→ **Data for processing**:
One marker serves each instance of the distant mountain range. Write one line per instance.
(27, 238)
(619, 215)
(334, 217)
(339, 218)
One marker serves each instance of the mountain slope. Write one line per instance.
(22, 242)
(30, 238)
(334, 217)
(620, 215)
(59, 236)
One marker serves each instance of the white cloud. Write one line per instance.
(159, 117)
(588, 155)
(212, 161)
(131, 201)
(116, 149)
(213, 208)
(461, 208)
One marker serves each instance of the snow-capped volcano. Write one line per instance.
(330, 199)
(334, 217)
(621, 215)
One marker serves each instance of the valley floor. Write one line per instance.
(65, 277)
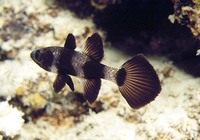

→ **Required work**:
Reproduce all the lines above word for word and in the same order, leaving out the picture.

→ **Answer to the task**:
One marker serves each instance of the distant mountain range. Write one line per instance.
(27, 238)
(619, 215)
(334, 217)
(339, 218)
One marker serves each instance of the mountain slope. Write one line per instance.
(22, 242)
(30, 238)
(334, 217)
(620, 215)
(59, 236)
One marker serves each instance of the white cloud. Write one line per instance.
(159, 117)
(588, 155)
(212, 161)
(131, 201)
(116, 149)
(213, 208)
(461, 208)
One marker serves each instance of the snow-capped volcano. Write one line per instance.
(330, 199)
(334, 217)
(621, 215)
One marker serves each instance of the valley floor. Write one line per instance.
(65, 277)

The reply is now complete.